#### WRITTEN PROBLEM:
Which lines of the listing below contain the string "field"? Return every one of them in full.

-- Begin --

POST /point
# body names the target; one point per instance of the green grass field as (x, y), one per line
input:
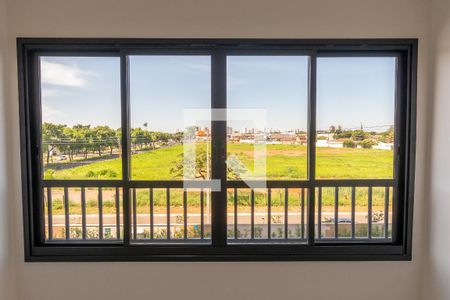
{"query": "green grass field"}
(283, 162)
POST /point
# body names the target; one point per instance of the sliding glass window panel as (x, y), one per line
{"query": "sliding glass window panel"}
(355, 117)
(267, 100)
(170, 118)
(170, 138)
(81, 124)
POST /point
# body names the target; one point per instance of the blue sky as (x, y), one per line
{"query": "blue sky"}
(86, 90)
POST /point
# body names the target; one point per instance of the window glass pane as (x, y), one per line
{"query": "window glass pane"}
(81, 121)
(170, 96)
(355, 117)
(267, 117)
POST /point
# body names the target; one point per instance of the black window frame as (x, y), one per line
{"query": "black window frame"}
(400, 248)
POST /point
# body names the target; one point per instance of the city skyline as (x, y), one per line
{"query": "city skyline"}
(72, 84)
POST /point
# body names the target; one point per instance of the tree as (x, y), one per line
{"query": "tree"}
(184, 166)
(138, 137)
(104, 136)
(349, 144)
(367, 144)
(51, 137)
(83, 136)
(358, 135)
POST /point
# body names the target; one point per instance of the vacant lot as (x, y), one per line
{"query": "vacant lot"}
(283, 162)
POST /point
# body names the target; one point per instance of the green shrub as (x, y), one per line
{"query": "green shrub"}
(349, 144)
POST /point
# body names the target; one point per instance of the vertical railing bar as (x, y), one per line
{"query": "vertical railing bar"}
(117, 200)
(353, 211)
(152, 220)
(302, 216)
(386, 212)
(66, 212)
(100, 213)
(134, 214)
(319, 214)
(168, 212)
(369, 214)
(83, 213)
(252, 199)
(286, 213)
(336, 212)
(50, 213)
(235, 214)
(202, 214)
(185, 214)
(269, 213)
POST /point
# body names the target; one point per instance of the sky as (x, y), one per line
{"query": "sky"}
(350, 91)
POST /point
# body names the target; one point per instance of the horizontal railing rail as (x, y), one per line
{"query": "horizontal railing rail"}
(346, 210)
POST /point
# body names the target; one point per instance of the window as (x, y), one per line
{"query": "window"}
(217, 149)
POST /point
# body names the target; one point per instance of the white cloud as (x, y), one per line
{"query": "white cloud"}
(199, 67)
(49, 93)
(50, 114)
(60, 74)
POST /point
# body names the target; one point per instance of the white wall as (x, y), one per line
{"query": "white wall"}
(7, 277)
(437, 270)
(218, 18)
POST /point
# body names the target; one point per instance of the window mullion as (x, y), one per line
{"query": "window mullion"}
(312, 88)
(218, 140)
(125, 119)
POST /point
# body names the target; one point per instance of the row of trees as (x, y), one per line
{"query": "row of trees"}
(366, 139)
(80, 140)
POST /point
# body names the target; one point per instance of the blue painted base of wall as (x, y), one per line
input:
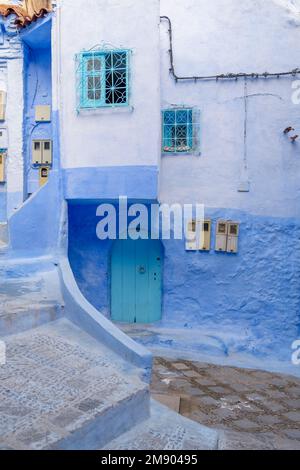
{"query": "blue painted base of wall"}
(254, 294)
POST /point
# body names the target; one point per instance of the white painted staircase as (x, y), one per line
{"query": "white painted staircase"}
(61, 388)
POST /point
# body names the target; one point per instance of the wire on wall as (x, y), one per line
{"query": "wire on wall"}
(228, 76)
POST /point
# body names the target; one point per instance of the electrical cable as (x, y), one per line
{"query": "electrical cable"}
(228, 76)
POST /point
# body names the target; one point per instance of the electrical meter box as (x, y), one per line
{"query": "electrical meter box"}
(42, 152)
(205, 236)
(2, 105)
(43, 113)
(3, 138)
(221, 236)
(2, 167)
(191, 239)
(44, 175)
(233, 237)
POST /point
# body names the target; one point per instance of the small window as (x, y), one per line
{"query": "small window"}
(178, 131)
(222, 228)
(103, 79)
(233, 229)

-- End --

#### RESULT OF THIS TASK:
# body names the target; one point per instance of the green grass field as (x, y), one per line
{"query": "green grass field"}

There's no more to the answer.